Reproduce every line of the records below word for word, leaving out the pictures.

(Excerpts from point annotation data)
_____

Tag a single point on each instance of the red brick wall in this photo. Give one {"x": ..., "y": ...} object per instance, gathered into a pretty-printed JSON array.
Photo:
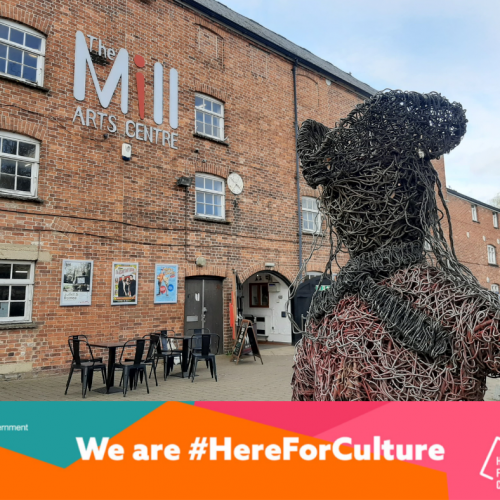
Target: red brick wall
[
  {"x": 472, "y": 238},
  {"x": 96, "y": 206}
]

_____

◆ **Exercise response**
Tag a single point on each instance of the red brick wall in this photo. Give one {"x": ..., "y": ...} object per instance, gathered into a pretty-printed JSON array.
Photo:
Target: red brick wall
[
  {"x": 472, "y": 238},
  {"x": 96, "y": 206}
]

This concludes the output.